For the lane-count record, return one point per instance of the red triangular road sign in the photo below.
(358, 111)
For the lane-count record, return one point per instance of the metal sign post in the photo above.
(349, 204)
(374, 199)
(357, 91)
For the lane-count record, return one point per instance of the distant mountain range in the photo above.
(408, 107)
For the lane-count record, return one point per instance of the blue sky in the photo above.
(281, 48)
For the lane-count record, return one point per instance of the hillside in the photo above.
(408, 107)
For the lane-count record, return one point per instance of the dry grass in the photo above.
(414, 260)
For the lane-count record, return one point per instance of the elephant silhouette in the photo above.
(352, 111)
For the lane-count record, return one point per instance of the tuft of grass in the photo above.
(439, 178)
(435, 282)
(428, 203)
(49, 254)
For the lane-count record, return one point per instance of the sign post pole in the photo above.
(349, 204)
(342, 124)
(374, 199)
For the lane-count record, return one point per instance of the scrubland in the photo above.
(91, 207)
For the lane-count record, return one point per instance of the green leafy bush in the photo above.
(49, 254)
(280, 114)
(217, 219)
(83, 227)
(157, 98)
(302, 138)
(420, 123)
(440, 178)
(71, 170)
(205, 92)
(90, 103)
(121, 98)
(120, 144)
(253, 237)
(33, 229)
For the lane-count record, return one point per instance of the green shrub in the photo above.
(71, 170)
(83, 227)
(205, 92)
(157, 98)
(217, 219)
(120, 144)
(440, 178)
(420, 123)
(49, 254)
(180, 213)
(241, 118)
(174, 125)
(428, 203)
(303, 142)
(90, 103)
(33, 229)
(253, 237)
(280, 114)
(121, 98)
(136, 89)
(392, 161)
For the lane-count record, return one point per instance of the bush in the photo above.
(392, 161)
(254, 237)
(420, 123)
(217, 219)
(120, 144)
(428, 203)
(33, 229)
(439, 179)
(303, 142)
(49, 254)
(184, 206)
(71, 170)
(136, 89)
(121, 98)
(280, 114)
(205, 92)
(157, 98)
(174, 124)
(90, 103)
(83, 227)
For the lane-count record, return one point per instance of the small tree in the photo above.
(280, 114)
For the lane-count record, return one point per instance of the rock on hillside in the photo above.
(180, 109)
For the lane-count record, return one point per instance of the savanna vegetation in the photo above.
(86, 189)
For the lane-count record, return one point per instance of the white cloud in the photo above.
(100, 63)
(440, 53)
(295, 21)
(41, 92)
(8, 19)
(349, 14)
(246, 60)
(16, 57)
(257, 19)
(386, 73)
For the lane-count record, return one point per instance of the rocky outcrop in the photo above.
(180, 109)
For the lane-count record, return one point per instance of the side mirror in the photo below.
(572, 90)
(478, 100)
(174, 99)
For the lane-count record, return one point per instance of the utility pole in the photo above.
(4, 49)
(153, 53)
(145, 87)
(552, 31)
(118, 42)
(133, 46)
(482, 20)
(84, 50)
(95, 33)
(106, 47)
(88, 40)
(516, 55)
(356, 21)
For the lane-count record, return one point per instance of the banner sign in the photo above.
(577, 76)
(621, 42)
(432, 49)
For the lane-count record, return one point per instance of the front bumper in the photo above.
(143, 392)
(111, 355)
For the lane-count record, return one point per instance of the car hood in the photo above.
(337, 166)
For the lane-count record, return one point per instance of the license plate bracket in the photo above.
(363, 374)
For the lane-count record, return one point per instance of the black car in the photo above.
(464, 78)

===

▸ **Exercise details**
This exercise asks for an exact repeat of the lines from the one holding "utility pole in the photo above." through the end of the data above.

▸ **The completed task**
For the lane-count record, return one point per instance of the utility pole in the photo above.
(4, 49)
(153, 53)
(145, 87)
(552, 31)
(118, 42)
(133, 46)
(482, 20)
(84, 50)
(95, 33)
(106, 47)
(88, 40)
(516, 55)
(356, 21)
For the lane-count record, return one point per instance of the banner sign in the photo above.
(577, 76)
(621, 42)
(432, 49)
For the lane-count record, return one point per instance of the front bumper in the photo above.
(143, 392)
(111, 355)
For the lane-count record, return one point per instance of the car hood in the photo above.
(337, 166)
For the lane-count record, return one point per instance of the license plate bracket in the photo above.
(363, 374)
For the lane-count record, return one point per instance of the black car in the photo above.
(464, 78)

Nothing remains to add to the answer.